> **Task description**: From the line with "Query: wooden table top" to the last line of the material, both inclusive, transcribe every line exactly and nothing else.

> **Entries supplied**:
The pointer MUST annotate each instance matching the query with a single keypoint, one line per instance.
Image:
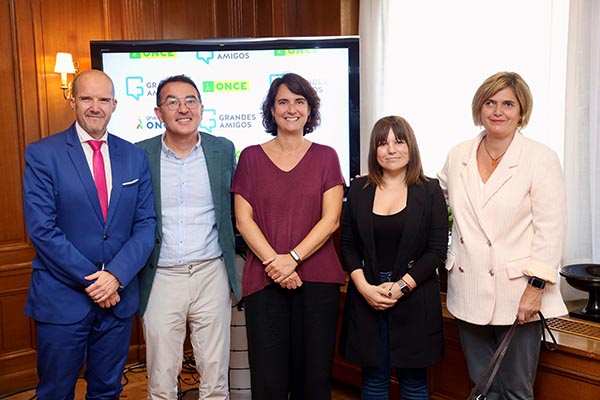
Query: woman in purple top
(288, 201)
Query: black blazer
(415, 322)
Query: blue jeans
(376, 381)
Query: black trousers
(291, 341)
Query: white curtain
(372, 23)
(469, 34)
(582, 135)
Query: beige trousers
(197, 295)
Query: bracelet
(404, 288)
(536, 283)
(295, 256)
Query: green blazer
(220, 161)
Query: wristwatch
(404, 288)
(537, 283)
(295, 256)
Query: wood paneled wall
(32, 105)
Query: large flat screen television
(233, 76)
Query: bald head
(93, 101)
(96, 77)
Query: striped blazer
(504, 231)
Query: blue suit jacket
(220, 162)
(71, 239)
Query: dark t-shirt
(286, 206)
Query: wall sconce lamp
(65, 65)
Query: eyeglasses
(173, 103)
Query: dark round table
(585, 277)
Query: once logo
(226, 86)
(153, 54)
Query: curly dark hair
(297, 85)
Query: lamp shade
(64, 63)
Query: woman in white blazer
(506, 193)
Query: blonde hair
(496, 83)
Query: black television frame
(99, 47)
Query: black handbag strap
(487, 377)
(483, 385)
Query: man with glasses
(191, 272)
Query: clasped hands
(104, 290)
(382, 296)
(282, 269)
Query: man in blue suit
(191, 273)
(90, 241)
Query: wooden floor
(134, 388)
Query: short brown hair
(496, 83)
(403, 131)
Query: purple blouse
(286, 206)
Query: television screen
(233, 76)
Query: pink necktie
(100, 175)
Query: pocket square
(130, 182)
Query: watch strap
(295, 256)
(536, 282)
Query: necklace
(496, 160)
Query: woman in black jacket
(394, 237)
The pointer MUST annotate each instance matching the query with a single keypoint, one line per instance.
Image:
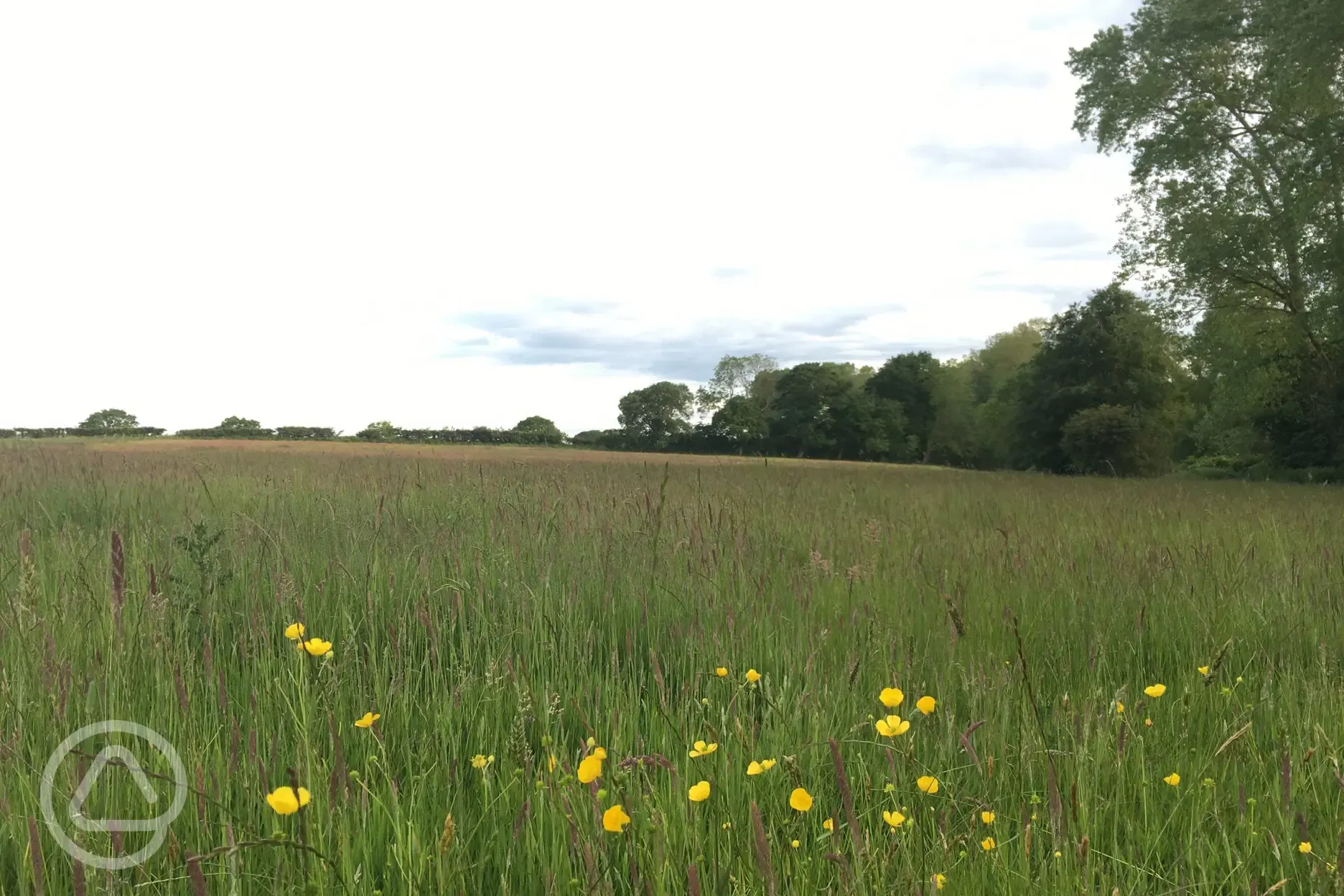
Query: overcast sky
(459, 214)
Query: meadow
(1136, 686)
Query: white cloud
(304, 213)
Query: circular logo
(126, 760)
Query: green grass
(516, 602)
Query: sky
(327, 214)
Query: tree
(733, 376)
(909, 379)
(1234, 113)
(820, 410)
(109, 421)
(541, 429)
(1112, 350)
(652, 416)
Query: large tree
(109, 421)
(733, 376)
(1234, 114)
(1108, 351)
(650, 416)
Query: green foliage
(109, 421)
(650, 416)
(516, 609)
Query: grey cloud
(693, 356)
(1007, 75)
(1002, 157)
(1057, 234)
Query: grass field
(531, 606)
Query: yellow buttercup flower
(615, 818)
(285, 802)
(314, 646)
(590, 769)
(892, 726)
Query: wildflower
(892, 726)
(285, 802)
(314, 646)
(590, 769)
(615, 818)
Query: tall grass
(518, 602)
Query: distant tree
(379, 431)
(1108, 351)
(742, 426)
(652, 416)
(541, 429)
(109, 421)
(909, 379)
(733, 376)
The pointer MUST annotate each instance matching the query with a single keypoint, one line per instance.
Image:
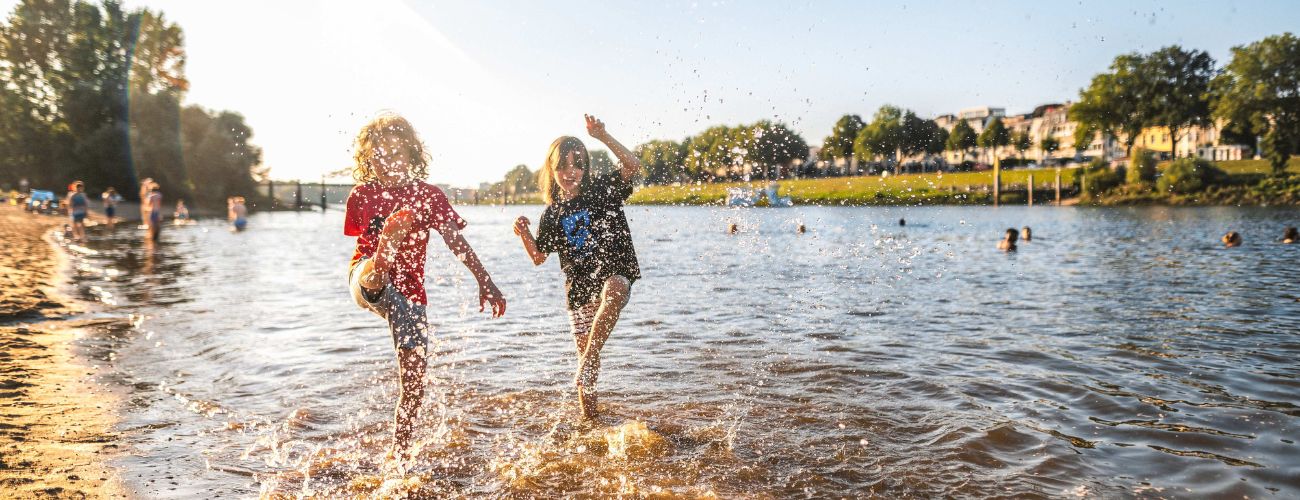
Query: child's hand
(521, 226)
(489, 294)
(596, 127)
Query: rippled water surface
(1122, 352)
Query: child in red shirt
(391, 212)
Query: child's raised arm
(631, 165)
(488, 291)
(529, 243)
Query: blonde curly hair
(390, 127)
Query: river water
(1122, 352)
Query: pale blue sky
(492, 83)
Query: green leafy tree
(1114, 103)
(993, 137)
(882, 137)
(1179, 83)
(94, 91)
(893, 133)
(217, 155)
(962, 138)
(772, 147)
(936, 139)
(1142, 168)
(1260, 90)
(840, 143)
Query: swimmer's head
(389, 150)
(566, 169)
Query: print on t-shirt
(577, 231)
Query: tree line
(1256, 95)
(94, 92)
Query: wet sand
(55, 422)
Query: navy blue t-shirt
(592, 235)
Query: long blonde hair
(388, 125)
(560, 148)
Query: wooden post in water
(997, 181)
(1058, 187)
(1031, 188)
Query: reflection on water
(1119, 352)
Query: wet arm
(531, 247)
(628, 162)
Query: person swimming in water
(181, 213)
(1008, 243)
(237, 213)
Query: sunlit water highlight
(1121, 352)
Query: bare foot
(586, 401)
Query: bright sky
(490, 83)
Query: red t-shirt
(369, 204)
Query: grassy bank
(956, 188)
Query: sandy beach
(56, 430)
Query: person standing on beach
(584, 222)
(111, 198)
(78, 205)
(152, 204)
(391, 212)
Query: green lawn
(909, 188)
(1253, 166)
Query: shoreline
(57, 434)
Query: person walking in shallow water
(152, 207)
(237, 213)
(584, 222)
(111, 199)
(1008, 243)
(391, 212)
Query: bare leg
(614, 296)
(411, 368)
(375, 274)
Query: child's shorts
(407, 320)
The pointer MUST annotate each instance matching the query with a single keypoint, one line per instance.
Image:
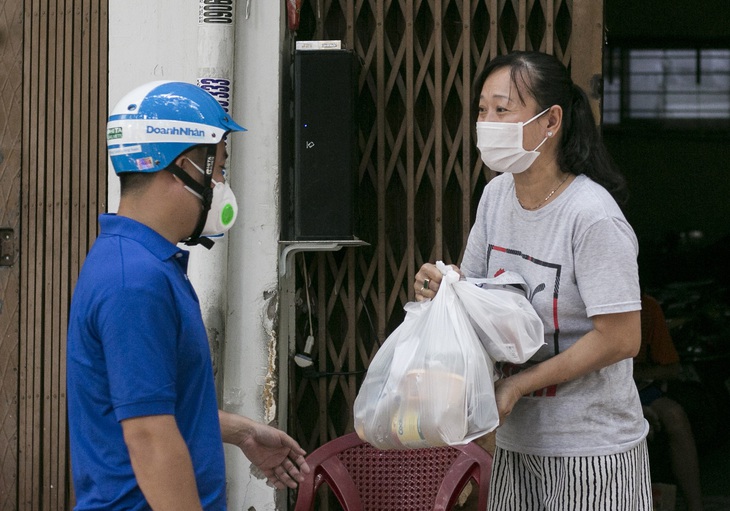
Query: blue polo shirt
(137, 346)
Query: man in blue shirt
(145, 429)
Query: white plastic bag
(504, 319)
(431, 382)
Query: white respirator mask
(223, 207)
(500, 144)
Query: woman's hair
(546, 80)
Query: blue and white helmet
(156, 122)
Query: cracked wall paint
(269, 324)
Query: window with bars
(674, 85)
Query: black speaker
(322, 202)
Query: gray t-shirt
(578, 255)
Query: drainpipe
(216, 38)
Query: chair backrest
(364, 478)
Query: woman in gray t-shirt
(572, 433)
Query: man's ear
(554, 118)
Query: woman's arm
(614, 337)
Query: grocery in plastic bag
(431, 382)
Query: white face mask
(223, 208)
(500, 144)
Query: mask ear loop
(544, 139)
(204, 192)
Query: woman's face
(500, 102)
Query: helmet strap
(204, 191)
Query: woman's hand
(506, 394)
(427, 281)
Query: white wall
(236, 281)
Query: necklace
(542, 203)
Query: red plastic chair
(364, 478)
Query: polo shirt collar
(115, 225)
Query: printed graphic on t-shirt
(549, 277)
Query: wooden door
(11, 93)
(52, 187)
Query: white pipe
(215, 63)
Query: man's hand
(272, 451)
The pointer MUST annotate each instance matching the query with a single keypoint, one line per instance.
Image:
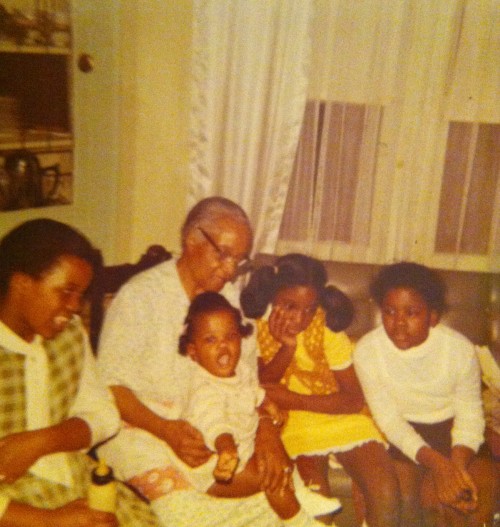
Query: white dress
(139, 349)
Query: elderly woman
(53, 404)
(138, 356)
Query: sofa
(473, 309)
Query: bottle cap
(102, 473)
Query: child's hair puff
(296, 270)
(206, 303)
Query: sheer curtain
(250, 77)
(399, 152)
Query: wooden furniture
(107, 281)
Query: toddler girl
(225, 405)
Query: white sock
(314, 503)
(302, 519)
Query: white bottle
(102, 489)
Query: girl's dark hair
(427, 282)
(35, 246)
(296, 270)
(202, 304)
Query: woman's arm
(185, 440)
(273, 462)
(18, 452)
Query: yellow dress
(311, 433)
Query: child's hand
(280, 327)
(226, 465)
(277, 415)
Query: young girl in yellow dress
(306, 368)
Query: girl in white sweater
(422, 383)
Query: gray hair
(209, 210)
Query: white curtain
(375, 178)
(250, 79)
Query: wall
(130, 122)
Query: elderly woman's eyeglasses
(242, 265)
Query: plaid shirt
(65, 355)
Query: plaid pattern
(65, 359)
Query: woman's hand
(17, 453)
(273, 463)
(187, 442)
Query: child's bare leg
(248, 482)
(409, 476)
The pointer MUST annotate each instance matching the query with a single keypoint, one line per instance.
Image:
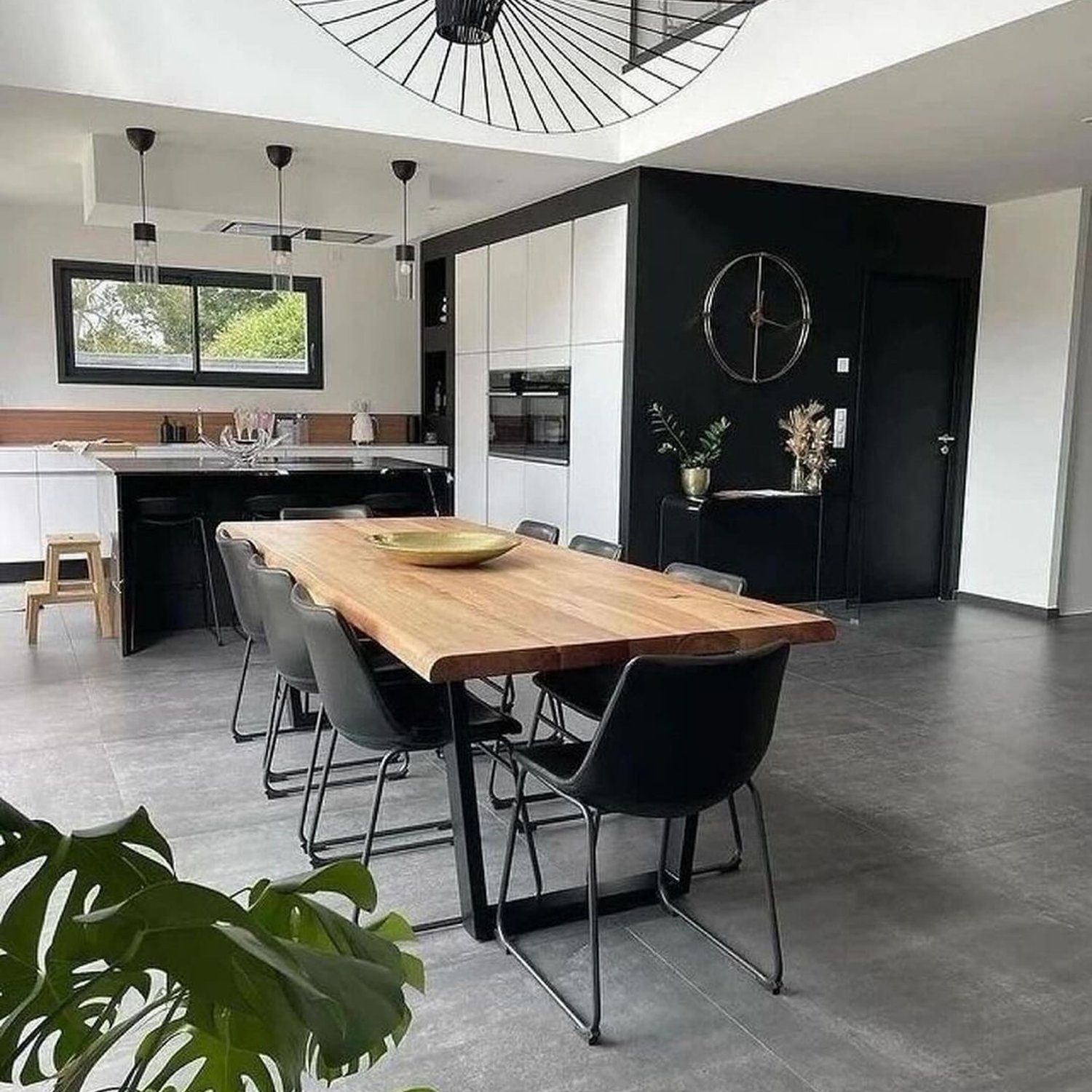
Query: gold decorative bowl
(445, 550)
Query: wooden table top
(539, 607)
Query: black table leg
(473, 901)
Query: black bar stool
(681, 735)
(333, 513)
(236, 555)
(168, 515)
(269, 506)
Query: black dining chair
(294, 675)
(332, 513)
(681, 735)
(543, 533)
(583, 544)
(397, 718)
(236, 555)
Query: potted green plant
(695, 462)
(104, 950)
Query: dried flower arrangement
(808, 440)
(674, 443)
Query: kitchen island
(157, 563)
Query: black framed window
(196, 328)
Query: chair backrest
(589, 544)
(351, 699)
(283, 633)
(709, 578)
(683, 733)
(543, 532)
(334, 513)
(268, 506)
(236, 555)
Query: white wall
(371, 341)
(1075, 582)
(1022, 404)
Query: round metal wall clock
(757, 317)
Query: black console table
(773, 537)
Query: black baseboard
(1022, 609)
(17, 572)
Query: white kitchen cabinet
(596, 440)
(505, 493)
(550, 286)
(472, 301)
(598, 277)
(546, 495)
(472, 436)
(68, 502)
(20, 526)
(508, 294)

> **Answer for the task**:
Query: wooden table top
(539, 607)
Query: black table leg
(473, 901)
Query: black bar stool
(681, 735)
(333, 513)
(236, 555)
(168, 515)
(269, 506)
Query: black dining chair
(294, 675)
(332, 513)
(681, 735)
(543, 533)
(583, 544)
(397, 718)
(236, 555)
Query: potted green plant
(695, 462)
(104, 950)
Query: dried flower arrangement
(808, 440)
(674, 443)
Query: kitchen island
(157, 563)
Query: black framed window
(196, 328)
Query: chair backrest
(589, 544)
(351, 699)
(283, 633)
(709, 578)
(683, 733)
(543, 532)
(334, 513)
(268, 506)
(236, 555)
Query: white wall
(371, 341)
(1075, 582)
(1022, 404)
Query: round metal wall clock
(757, 317)
Query: black console table
(773, 537)
Query: black baseboard
(1022, 609)
(17, 572)
Query: white kitchen cabinet
(596, 440)
(505, 493)
(550, 286)
(472, 301)
(598, 277)
(546, 495)
(472, 436)
(68, 502)
(20, 526)
(508, 294)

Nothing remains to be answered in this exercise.